**Problem to work on:** Gather every line in the material below that contains the word "When", copying each one in full.

**Data listing:**
**********

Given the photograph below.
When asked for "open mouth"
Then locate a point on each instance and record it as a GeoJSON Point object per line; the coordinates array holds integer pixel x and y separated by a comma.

**********

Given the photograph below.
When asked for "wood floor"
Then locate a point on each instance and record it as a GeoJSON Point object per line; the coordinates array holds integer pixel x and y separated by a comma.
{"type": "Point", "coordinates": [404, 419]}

**********

**Result of this task:**
When asked for "open mouth"
When asked for "wood floor"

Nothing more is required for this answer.